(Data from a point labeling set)

++++++++

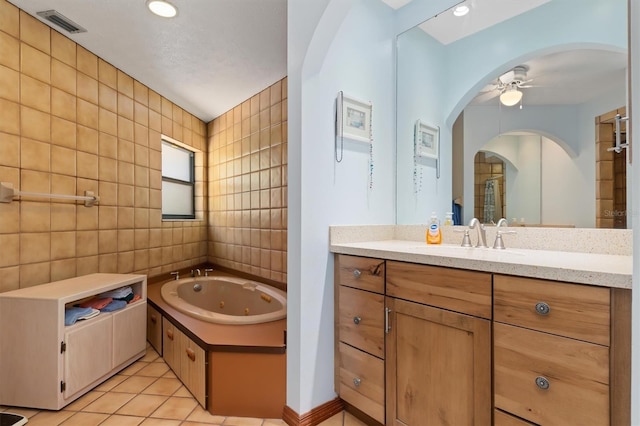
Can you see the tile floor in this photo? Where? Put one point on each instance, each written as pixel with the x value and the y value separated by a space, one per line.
pixel 147 393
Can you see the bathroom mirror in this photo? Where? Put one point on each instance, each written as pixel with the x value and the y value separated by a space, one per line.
pixel 568 59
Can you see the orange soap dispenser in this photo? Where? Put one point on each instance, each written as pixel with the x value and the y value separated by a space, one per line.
pixel 434 234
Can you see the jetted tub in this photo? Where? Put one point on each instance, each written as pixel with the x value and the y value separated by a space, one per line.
pixel 226 300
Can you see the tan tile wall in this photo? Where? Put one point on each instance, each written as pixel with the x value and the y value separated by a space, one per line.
pixel 70 122
pixel 247 149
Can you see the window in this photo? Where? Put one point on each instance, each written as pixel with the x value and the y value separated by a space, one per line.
pixel 178 182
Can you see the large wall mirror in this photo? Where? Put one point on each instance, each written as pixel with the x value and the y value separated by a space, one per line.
pixel 523 97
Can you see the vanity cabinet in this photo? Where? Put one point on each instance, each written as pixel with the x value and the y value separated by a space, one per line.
pixel 554 356
pixel 154 328
pixel 186 359
pixel 438 350
pixel 360 316
pixel 45 364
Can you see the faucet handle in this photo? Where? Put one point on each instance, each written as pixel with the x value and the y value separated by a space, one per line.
pixel 499 243
pixel 466 240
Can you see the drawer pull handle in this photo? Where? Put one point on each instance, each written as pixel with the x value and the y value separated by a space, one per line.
pixel 191 354
pixel 542 308
pixel 542 382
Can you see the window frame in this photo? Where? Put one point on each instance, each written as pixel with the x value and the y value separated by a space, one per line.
pixel 192 179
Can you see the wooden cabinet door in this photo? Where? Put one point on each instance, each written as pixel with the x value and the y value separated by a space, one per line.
pixel 171 345
pixel 129 332
pixel 438 367
pixel 154 328
pixel 89 353
pixel 192 368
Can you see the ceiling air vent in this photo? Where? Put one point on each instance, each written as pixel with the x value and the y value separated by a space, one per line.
pixel 61 21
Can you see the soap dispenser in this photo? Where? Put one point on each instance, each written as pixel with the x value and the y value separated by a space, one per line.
pixel 434 234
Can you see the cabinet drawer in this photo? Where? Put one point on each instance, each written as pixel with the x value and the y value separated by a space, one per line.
pixel 500 418
pixel 361 320
pixel 362 381
pixel 360 272
pixel 574 310
pixel 577 375
pixel 453 289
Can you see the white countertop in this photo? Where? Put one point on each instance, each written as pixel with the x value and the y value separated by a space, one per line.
pixel 607 270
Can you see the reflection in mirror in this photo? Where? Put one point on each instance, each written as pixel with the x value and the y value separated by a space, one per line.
pixel 567 58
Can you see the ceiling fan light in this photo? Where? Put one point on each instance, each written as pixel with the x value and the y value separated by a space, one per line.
pixel 461 10
pixel 511 97
pixel 162 8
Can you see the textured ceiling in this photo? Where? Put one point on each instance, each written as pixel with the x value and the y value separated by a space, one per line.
pixel 212 56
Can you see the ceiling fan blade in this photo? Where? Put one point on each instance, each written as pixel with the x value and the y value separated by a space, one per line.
pixel 483 97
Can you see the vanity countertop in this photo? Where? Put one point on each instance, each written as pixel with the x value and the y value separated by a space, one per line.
pixel 607 270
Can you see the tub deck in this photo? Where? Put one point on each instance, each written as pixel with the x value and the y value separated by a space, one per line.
pixel 254 338
pixel 247 363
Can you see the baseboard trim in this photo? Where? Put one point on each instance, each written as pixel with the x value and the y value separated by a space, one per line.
pixel 313 417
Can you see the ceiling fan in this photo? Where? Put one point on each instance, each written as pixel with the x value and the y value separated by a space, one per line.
pixel 507 87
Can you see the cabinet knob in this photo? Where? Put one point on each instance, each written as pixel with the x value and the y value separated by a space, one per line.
pixel 191 354
pixel 543 308
pixel 542 382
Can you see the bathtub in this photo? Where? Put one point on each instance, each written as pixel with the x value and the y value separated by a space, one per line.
pixel 226 300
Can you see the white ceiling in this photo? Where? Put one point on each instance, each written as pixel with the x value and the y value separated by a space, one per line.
pixel 211 57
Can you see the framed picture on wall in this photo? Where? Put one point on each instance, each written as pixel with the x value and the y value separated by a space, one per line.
pixel 353 118
pixel 426 140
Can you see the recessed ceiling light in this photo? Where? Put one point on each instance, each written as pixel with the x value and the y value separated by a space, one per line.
pixel 461 10
pixel 162 8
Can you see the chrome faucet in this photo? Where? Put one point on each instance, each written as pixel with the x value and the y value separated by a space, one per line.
pixel 499 243
pixel 482 234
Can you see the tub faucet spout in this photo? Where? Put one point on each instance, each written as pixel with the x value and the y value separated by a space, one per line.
pixel 482 234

++++++++

Rewrite all of the data above with "jetted tub" swapped for "whirlpool tub" and everything else unchanged. Leave the pictures out of your answer.

Can you see the tile floor in this photo? Where? Put one point on each instance, each written as pixel with the x value and the y value separated by a space, one per line.
pixel 147 393
Can you see the bathroom mirror in this photo? Where? Put one point on each instance, each written as pixel with the x value and the y value separated by a space, one per line.
pixel 568 59
Can you see the orange soap dispenser in this photo? Where? Put one point on each instance, each written as pixel with the x value and the y value separated by a space, one per line.
pixel 434 234
Can you see the whirlpool tub in this photo? Where? Put one point on each instance, each written as pixel with the x value and the y value separated by a space, one per line.
pixel 226 300
Can you see the tan tile wall in this photo? Where? Put one point on each instance, each written as pixel with the x value and the y value separated by a space, one per line.
pixel 70 122
pixel 247 149
Can you see the window in this photo? Where? Put one point on each instance, each written as pixel with the x value and the y value separated by a space, one per line.
pixel 178 182
Can you see the large wall mirror in this photo? Where? Put one point on each instance, each written as pixel with the x value and the y value separated by a space, one per line.
pixel 523 97
Can you see the vanity cabinet in this photo? Where? Put one point on each instance, each written as pixel with the x value and the y value separated by a space, one per line.
pixel 554 356
pixel 154 328
pixel 186 359
pixel 438 350
pixel 360 316
pixel 45 364
Can you see the faucet handle in this photo? Where? Put one point on each instance, each written as pixel with the x value and the y value separated by a space, one per line.
pixel 499 243
pixel 466 240
Can you see the drawer pull handle in this photo? Where? Put one point on each instance, each written as pixel with the x value and the y value separated by a space, one per line.
pixel 191 354
pixel 542 308
pixel 542 382
Can you see the window frame in this photo? Where? Put one point on each instance, each written as pixel with the x value and the y value separated by a space, one per line.
pixel 192 179
Can you see the wooden cabinet door in this photo? Where? Put one point on each instance, each written as pixel with the x value and the y value separated by a space, one per line.
pixel 171 345
pixel 129 332
pixel 438 367
pixel 154 328
pixel 89 353
pixel 192 368
Can you see the ceiling air vent in this photo? Where? Put one point on each instance, each written as pixel with the x value and the y value separated by a space, one per line.
pixel 61 21
Can you see the soap dispenser in this photo? Where? Put one point on each instance, each written as pixel with the x value and the y value separated by a space, one per line.
pixel 434 234
Can you see the cabinet drawer in this photo? Where? Put one point on each instance, each written as pixel with the x value and the y value separated by a space, one per line.
pixel 500 418
pixel 361 320
pixel 362 381
pixel 360 272
pixel 574 310
pixel 577 375
pixel 453 289
Can you see the white countertop in this photo? Where? Put one point on each instance, each written as pixel with the x value and the y value separated by a space, one per line.
pixel 607 270
Can you see the reflection in mirror in this photo? Where? Put one point on each instance, each written as pixel with the x value and the y value separated by a space, one per line.
pixel 567 58
Can you see the ceiling fan light in this photo? Where? Put one point on each instance, each written as pixel with the x value and the y value separated by a space, one per line.
pixel 461 10
pixel 511 97
pixel 162 8
Can you see the textured ceiling in this photo? Where? Put one point on each instance, each written as pixel with the x value and the y value separated by a space, one per line.
pixel 212 56
Can you see the ceiling fan blade in this photo? Where? Put one point on each instance, each written as pixel with the x value and the y value separated by a space, one per line.
pixel 483 97
Can you see the vanity countertop in this photo? Where? Put one point on each instance, each written as pixel with the x value and the y value separated by a space, one per line.
pixel 607 270
Can you see the tub deck in this photo? Where? Put one point on each instance, each written as pixel with the x value and the y value separated by a space, one per line.
pixel 254 338
pixel 247 363
Can you see the baseboard trim in this photo? Where? Put one point on each instance, each written as pixel with the x value and the y value separated by a space, one per line.
pixel 313 417
Can you see the ceiling fan in this photo? Where? Put one point on each instance, each written as pixel with the x value and the y value separated by a space, one per line.
pixel 507 87
Can you see the cabinet knob in this photo? Where? Put one point on each instance, each written as pixel with the x value and the y value separated by a space, one per line.
pixel 191 354
pixel 543 308
pixel 542 382
Can you see the bathtub in this photo? Where? Put one point on each instance, each written as pixel with the x value and the y value separated by a space, one per line.
pixel 226 300
Can you see the white ceiling in this photo? Where? Put one point on each instance, each written as pixel with the x value and the y value separated by a space, one per line.
pixel 211 57
Can you see the framed picture on wall in this photo? Where? Put one point on each instance, each written as pixel with the x value and the y value separated by a space, one per line.
pixel 353 118
pixel 426 140
Can you see the recessed ceiling light in this photo? Where? Put one point on each instance, each written as pixel with the x value and the y value separated by a space, one per line.
pixel 461 10
pixel 162 8
Can you see the chrome faucet in this photo? Where? Put one point on each instance, each written as pixel with the x value and the y value separated by a space, one per line.
pixel 499 243
pixel 482 234
Can you see the tub faucet spout in this photo? Where? Put one point on each instance, each written as pixel with the x value and the y value separated by a space, one per line.
pixel 482 234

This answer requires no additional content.